>> Begin

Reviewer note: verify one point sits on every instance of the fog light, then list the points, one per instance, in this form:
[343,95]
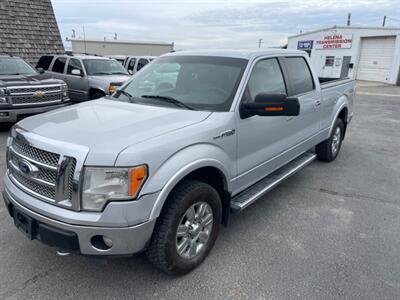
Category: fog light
[107,241]
[101,242]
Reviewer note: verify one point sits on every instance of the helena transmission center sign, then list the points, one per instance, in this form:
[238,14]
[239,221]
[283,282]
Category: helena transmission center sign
[335,41]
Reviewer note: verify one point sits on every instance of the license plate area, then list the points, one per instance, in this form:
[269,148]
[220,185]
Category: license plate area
[24,223]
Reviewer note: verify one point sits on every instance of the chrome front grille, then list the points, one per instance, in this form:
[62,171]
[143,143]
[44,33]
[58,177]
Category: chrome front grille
[25,100]
[39,155]
[35,95]
[45,175]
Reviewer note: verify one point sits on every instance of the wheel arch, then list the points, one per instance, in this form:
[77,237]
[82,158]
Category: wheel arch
[210,171]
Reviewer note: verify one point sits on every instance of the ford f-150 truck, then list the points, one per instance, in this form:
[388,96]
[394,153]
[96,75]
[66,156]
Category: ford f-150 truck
[160,164]
[23,91]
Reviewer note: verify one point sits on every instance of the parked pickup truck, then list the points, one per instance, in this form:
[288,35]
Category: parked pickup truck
[88,77]
[23,91]
[158,167]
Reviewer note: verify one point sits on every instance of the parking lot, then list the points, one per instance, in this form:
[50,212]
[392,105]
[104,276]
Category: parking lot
[330,231]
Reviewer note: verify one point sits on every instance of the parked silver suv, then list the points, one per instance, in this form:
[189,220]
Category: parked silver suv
[87,77]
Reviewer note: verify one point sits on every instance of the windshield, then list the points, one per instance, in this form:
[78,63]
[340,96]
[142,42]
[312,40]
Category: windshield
[15,66]
[196,82]
[103,67]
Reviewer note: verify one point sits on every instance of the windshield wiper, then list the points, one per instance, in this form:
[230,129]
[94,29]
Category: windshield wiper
[129,96]
[101,73]
[169,100]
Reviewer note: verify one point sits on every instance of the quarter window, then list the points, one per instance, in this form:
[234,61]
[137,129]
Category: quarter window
[299,74]
[142,62]
[74,64]
[266,77]
[44,62]
[59,65]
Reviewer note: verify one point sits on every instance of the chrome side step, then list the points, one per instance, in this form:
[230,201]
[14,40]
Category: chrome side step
[256,191]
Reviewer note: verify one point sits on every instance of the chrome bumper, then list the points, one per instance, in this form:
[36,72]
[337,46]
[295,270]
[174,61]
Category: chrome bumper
[126,240]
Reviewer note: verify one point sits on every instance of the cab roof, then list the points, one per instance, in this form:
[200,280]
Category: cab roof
[238,53]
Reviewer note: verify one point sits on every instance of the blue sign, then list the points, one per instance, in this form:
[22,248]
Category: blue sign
[304,45]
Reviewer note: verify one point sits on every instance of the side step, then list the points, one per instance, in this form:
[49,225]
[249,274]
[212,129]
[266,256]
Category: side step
[256,191]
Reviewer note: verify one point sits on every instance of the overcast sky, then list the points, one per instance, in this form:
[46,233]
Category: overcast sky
[215,24]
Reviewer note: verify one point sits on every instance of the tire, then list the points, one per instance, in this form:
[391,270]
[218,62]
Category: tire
[163,249]
[96,95]
[329,149]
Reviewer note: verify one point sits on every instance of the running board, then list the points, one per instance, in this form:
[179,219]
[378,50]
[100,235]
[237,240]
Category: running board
[259,189]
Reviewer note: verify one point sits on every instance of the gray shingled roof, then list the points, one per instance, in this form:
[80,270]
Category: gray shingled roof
[29,29]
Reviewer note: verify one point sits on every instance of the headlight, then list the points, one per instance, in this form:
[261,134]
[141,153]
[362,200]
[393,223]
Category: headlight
[102,185]
[112,89]
[3,96]
[64,90]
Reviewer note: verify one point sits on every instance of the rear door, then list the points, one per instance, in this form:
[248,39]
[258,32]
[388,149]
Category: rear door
[77,85]
[302,85]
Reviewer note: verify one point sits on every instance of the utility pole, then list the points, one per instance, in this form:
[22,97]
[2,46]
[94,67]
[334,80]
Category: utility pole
[84,38]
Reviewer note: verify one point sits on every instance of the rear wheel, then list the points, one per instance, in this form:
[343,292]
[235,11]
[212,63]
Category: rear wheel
[187,228]
[329,149]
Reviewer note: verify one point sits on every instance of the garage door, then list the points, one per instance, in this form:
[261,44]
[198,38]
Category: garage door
[376,59]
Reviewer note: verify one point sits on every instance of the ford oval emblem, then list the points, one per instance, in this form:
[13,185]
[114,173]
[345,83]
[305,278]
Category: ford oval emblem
[26,167]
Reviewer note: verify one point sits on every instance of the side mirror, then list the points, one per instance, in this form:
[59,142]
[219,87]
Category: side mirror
[76,72]
[271,105]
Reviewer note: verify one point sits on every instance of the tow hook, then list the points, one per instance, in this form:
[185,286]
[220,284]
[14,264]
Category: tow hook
[63,253]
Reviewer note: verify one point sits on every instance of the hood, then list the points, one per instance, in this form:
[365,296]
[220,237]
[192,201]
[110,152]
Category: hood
[19,80]
[107,127]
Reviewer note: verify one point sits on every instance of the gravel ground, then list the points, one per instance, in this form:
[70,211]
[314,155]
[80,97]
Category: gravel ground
[332,231]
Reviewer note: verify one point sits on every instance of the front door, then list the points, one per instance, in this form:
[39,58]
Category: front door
[77,84]
[261,138]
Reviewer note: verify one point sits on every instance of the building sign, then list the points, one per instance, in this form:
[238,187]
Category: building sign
[304,45]
[335,41]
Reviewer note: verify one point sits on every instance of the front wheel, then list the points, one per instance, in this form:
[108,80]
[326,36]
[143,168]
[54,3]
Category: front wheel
[187,228]
[329,149]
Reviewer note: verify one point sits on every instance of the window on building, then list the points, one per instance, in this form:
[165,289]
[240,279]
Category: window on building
[329,61]
[44,62]
[266,77]
[74,64]
[59,65]
[299,75]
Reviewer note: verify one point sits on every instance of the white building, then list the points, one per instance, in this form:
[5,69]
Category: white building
[119,47]
[364,53]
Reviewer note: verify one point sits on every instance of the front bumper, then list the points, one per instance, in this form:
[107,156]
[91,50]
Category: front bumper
[13,114]
[78,238]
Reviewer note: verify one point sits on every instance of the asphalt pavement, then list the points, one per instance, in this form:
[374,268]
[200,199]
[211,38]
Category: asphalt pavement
[332,231]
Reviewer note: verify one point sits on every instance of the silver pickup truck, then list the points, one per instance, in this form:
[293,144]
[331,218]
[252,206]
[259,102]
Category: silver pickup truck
[24,91]
[159,165]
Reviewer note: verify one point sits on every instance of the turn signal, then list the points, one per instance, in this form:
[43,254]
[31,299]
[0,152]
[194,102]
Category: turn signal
[280,108]
[138,176]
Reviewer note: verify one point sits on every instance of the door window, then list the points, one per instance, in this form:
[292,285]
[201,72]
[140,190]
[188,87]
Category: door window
[142,62]
[59,65]
[300,77]
[266,77]
[74,64]
[131,65]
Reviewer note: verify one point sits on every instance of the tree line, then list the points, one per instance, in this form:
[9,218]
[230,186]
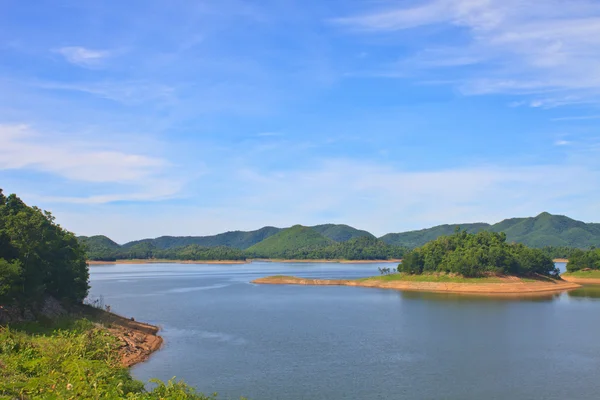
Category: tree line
[584,260]
[37,256]
[476,255]
[361,248]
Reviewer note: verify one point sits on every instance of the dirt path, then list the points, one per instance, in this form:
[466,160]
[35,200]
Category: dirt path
[509,286]
[583,281]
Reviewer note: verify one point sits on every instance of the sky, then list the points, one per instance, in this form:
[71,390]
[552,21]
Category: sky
[137,119]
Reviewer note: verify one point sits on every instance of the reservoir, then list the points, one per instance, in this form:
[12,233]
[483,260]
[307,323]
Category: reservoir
[265,342]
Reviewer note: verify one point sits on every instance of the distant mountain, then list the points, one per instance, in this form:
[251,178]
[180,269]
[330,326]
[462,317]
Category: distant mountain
[299,241]
[340,233]
[549,230]
[98,241]
[290,240]
[236,239]
[541,231]
[418,238]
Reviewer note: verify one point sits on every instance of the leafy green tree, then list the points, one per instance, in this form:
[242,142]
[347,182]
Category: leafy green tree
[37,256]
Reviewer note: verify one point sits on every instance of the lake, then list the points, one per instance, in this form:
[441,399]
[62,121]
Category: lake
[223,334]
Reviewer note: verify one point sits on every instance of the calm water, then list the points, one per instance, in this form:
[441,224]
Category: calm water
[268,342]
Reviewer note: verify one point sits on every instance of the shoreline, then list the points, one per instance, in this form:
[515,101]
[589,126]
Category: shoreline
[510,286]
[580,280]
[139,340]
[154,261]
[249,261]
[335,261]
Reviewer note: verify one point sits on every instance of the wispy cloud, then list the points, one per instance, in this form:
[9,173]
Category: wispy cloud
[540,48]
[121,176]
[82,56]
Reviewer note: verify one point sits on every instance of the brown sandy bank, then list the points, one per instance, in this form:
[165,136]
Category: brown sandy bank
[138,340]
[155,261]
[580,280]
[325,261]
[504,286]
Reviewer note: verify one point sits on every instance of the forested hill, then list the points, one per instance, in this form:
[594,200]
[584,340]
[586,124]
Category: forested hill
[541,231]
[418,238]
[236,239]
[289,241]
[546,230]
[341,233]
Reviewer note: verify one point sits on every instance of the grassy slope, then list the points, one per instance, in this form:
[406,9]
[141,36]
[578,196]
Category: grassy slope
[432,278]
[290,239]
[237,239]
[593,274]
[418,238]
[68,359]
[542,230]
[340,232]
[98,241]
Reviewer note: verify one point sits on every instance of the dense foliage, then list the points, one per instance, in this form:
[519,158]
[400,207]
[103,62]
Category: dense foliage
[584,260]
[540,231]
[340,232]
[37,256]
[295,240]
[474,255]
[413,239]
[78,361]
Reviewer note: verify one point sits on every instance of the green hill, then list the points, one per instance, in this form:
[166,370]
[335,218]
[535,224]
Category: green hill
[236,239]
[294,240]
[540,231]
[340,232]
[549,230]
[98,241]
[418,238]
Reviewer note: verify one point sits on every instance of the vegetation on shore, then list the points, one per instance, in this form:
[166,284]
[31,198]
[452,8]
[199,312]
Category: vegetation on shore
[61,359]
[295,243]
[588,274]
[37,257]
[477,255]
[72,358]
[581,260]
[558,237]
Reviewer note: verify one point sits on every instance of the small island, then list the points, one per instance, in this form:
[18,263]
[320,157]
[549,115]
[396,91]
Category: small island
[583,267]
[481,263]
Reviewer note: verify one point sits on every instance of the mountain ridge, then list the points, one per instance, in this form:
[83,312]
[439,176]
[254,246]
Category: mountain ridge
[543,230]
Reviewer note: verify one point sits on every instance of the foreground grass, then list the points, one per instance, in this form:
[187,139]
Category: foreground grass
[592,274]
[431,278]
[72,359]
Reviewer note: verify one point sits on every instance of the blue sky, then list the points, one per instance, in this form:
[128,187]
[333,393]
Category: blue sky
[145,118]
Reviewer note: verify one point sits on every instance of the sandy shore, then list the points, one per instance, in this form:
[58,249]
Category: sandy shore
[138,340]
[325,261]
[90,262]
[580,280]
[508,286]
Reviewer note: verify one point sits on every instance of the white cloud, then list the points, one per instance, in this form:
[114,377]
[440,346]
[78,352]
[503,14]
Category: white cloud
[369,196]
[130,176]
[83,57]
[539,47]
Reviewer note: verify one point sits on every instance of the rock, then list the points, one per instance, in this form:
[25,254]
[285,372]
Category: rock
[51,308]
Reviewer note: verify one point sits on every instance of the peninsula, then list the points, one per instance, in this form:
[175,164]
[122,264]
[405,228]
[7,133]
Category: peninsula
[481,263]
[583,267]
[499,285]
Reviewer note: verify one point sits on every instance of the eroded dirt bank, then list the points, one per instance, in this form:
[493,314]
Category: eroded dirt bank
[507,286]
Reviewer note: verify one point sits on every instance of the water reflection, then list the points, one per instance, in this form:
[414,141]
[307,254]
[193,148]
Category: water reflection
[586,291]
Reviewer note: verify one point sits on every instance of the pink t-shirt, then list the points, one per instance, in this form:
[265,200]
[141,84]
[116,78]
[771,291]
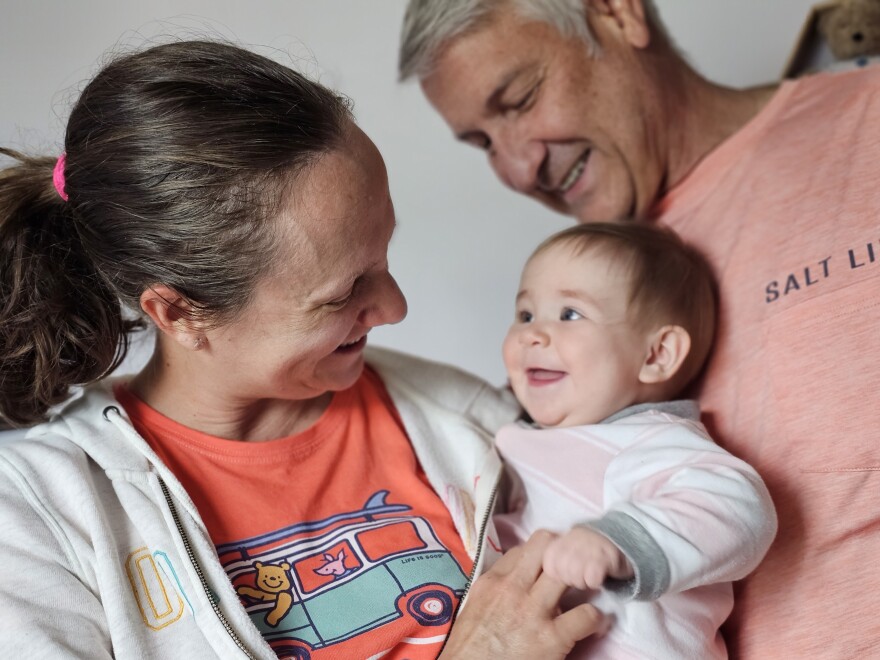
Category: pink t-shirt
[788,213]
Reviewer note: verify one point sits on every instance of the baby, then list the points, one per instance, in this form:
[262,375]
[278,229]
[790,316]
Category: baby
[654,519]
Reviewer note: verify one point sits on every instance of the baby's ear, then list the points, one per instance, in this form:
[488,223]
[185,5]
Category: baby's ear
[668,348]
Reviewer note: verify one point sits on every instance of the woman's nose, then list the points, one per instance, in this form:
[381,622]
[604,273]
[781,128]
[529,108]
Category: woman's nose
[388,305]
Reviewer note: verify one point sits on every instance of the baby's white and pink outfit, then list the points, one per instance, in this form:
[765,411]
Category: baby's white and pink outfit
[689,516]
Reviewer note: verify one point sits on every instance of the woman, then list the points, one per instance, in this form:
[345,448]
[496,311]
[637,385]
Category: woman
[256,490]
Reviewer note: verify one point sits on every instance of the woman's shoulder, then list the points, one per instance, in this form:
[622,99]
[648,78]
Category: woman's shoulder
[444,385]
[76,434]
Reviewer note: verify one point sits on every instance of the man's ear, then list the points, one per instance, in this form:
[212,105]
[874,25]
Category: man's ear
[172,314]
[628,16]
[667,351]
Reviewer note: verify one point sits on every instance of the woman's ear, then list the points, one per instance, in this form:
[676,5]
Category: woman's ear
[172,314]
[629,18]
[667,351]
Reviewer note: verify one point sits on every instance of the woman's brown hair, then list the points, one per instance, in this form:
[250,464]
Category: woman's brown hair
[178,157]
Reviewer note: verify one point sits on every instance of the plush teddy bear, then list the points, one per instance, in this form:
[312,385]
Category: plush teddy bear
[851,28]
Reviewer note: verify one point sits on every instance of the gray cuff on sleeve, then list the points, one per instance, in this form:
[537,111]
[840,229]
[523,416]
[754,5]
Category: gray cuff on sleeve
[648,560]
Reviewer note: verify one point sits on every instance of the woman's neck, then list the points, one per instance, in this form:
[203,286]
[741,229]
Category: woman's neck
[180,392]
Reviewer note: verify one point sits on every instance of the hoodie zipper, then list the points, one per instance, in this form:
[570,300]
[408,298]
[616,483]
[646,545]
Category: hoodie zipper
[199,572]
[473,575]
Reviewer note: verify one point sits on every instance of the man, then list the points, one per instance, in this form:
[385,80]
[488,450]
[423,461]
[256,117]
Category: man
[585,106]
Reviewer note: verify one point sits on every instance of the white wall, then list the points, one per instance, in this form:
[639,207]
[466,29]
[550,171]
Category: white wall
[462,237]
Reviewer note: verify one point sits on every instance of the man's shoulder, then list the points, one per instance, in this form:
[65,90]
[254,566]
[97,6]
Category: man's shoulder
[833,89]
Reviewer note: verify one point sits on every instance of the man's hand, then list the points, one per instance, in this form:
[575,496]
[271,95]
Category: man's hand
[583,558]
[512,611]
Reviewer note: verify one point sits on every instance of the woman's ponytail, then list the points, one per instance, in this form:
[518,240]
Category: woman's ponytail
[60,323]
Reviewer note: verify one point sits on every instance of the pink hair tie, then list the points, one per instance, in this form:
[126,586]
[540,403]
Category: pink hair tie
[58,176]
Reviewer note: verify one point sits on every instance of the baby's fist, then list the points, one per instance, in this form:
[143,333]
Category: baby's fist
[583,558]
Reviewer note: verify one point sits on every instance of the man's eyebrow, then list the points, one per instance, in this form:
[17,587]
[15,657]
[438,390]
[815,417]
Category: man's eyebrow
[494,99]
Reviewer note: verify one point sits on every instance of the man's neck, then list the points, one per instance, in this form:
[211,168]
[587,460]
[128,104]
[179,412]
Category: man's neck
[701,116]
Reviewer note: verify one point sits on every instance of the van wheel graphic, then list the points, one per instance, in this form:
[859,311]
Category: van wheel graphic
[292,653]
[431,608]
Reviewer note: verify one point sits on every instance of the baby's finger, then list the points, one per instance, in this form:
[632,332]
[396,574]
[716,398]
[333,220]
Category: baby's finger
[580,622]
[547,591]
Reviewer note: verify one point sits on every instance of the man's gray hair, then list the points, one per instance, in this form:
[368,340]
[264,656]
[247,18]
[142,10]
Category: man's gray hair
[429,24]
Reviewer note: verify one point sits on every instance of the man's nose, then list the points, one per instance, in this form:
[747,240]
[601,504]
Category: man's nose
[517,160]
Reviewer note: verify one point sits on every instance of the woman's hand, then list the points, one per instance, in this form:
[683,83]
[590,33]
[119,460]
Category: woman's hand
[513,611]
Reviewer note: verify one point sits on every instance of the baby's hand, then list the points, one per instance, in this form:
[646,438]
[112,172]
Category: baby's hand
[583,558]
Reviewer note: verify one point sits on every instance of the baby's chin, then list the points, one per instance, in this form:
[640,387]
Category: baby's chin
[562,421]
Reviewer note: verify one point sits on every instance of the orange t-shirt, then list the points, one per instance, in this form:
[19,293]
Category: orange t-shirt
[333,538]
[788,213]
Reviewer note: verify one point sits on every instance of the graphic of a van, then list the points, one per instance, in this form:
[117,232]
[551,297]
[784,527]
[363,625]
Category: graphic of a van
[317,584]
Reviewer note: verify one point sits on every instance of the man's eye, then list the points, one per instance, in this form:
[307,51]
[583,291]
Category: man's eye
[526,100]
[479,140]
[339,302]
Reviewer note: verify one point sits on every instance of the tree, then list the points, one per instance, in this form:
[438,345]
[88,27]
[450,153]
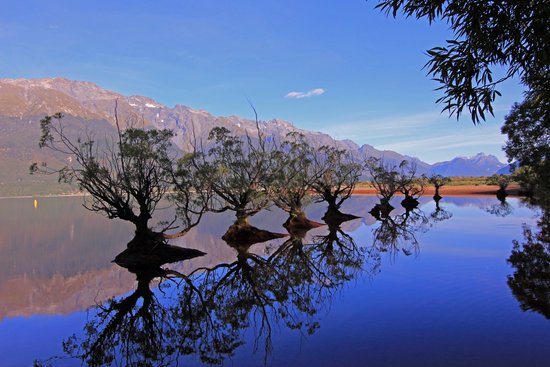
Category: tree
[438,181]
[126,175]
[337,179]
[236,171]
[528,129]
[409,184]
[384,178]
[293,178]
[487,35]
[502,181]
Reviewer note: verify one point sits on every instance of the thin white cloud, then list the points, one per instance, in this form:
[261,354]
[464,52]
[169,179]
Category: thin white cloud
[311,93]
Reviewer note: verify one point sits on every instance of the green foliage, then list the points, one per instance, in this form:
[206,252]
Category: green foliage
[384,177]
[338,175]
[125,178]
[487,35]
[236,171]
[502,181]
[438,180]
[528,130]
[294,173]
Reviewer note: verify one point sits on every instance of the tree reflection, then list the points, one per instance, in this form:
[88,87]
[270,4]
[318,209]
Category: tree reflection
[398,233]
[530,283]
[500,209]
[209,312]
[440,214]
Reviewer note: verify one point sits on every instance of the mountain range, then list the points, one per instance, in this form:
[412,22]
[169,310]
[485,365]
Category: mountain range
[90,108]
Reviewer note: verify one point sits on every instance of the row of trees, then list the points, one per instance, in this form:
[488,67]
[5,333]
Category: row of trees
[130,173]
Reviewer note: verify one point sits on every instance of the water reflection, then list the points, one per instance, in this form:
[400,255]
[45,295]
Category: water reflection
[530,259]
[244,296]
[209,312]
[500,209]
[398,233]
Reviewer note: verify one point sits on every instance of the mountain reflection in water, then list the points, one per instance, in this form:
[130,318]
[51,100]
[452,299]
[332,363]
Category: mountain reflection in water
[324,288]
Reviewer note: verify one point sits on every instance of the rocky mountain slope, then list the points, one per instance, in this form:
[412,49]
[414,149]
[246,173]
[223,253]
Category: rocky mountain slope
[88,107]
[478,165]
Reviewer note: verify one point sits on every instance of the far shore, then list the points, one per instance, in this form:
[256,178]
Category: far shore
[458,190]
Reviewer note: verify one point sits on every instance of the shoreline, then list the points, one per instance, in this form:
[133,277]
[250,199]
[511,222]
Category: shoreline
[459,190]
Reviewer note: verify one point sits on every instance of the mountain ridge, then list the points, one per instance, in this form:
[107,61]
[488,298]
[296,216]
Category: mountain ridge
[23,102]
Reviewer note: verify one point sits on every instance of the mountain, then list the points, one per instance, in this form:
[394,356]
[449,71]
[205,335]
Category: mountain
[88,108]
[478,165]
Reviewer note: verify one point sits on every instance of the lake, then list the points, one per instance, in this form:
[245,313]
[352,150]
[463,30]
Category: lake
[425,288]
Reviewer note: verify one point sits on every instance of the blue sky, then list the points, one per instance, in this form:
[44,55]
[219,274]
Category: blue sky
[358,73]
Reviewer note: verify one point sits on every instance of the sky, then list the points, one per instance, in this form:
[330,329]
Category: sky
[339,67]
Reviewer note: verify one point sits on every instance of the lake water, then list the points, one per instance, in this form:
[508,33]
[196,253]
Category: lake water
[427,288]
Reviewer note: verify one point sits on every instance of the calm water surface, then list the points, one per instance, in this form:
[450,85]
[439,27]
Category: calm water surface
[422,288]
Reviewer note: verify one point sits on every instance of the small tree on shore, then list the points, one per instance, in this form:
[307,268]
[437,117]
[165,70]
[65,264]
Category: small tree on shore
[293,178]
[126,176]
[236,171]
[502,181]
[437,181]
[384,178]
[336,181]
[409,184]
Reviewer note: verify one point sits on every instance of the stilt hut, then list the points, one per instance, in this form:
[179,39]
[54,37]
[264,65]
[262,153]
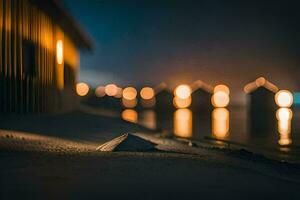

>> End

Written problem » Pull out every line of the data above that contains the string "brown", and copy each one unchanged.

Reply »
Reviewer note: verify one point sits on every instance of the brown sandy bank, then list the points, one per instance, in this form:
Category: brown sandy bank
Reviewer note: verify one point sits on every instance of the woman's brown hair, then list the points, one per instance, in this form:
Category: woman's brown hair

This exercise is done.